WRITTEN TASK → Please state only the number of lines below that contain the word "point".
***** DATA IN THIS EXERCISE *****
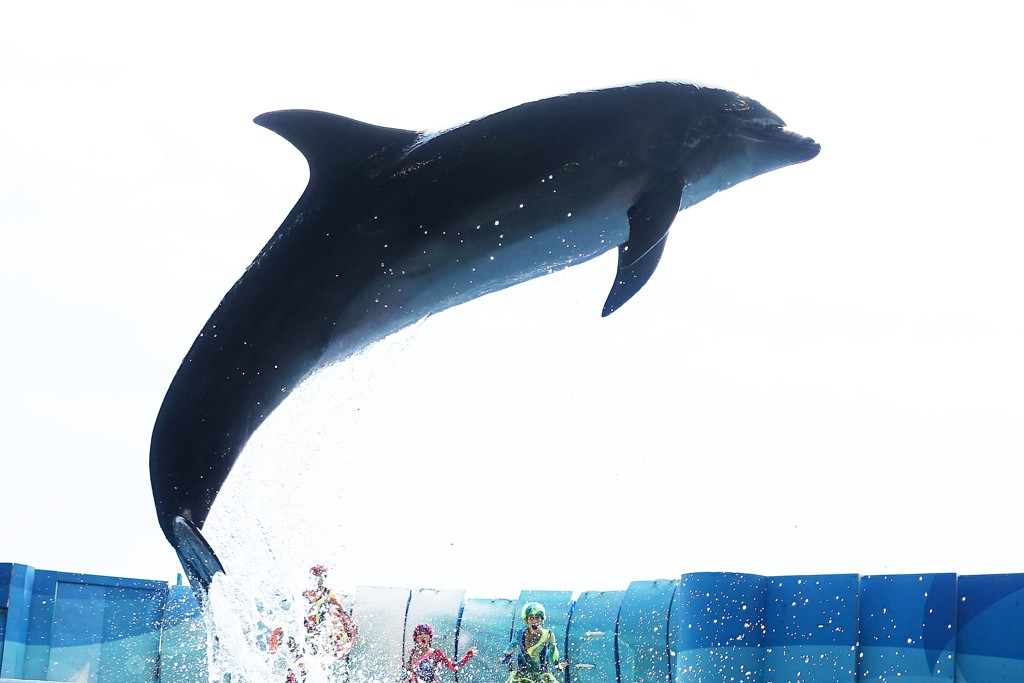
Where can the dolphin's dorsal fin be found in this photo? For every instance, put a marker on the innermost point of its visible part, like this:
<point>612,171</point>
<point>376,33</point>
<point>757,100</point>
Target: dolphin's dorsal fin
<point>650,219</point>
<point>334,143</point>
*****
EXPECTED OUTPUT → 6